:: Rows ::
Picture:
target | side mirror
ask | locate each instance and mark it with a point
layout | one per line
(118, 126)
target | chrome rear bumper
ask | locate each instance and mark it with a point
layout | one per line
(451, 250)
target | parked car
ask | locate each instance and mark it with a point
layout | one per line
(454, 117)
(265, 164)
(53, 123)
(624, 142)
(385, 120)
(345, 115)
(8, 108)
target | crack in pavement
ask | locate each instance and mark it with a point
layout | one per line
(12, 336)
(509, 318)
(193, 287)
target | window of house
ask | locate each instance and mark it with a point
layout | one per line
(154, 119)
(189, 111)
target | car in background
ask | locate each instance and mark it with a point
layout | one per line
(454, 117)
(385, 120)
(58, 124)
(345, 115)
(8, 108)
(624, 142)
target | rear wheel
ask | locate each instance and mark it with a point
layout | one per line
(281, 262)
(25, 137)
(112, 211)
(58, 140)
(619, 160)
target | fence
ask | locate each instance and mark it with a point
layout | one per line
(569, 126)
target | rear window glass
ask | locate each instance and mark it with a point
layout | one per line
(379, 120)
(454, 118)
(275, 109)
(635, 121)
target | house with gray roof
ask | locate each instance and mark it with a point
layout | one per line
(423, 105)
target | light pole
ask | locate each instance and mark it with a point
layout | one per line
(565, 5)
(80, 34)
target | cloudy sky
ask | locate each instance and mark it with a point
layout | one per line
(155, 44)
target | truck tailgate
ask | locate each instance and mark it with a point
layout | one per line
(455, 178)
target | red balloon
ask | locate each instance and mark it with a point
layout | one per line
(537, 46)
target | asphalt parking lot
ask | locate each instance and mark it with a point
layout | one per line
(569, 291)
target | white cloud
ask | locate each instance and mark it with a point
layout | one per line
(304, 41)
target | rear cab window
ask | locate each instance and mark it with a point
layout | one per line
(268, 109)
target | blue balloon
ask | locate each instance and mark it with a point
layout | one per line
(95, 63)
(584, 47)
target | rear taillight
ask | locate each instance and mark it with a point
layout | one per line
:::
## Objective
Extract all of the data exactly as written.

## Reply
Picture:
target | side mirror
ask | locate each instance and mark it with a point
layout | one per line
(118, 126)
target | chrome rear bumper
ask | locate each instance and mark it with a point
layout | one per line
(451, 250)
target | parked car
ask | locate each instance and mark it with a point
layout | one per line
(454, 117)
(265, 164)
(53, 123)
(624, 142)
(385, 120)
(345, 115)
(8, 108)
target | crack in pavement
ask | locate each instance and mark it with a point
layout | one per line
(12, 336)
(509, 318)
(193, 287)
target | window of house
ask | locate each instance and mark it with a point
layout | one per line
(154, 119)
(189, 111)
target | car in background
ask | locate each instance and mark it with a point
layout | one per line
(454, 117)
(385, 120)
(58, 124)
(345, 115)
(8, 108)
(624, 142)
target | rear wheel
ask | locate each instance and mark it with a point
layout | one per line
(281, 262)
(25, 137)
(112, 211)
(58, 140)
(619, 160)
target | fence
ask | locate each instance and mark it with a point
layout | one per line
(569, 126)
target | rear window glass
ask | locate each instance and mark it with a point
layout | one per line
(379, 120)
(454, 118)
(275, 109)
(635, 121)
target | house with gray roof
ask | locate each instance and mark it with a point
layout | one per line
(423, 105)
target | light pole
ask | locate each instance and mark it with a point
layout | one per line
(565, 5)
(80, 34)
target | cloudy sky
ask | locate each instance and mark it with a point
layout | one per line
(155, 44)
target | truck tailgate
ask | locate each instance and mark it with a point
layout | one per line
(455, 178)
target | red balloon
ask | locate each instance and mark it with a point
layout | one per line
(537, 46)
target | asphalt parking lot
ask | locate each instance and mark it with a point
layout | one per line
(569, 291)
target | white cloud
ask | locate each instance and mark it with a point
layout | one per line
(304, 41)
target | rear cab window
ask | locate each instance and mark it with a point
layout | one per line
(268, 109)
target | blue balloon
ask | locate each instance and mark it with a point
layout | one per line
(95, 63)
(584, 47)
target | rear taillight
ask | locate each instance and mark it with a point
layout | one per line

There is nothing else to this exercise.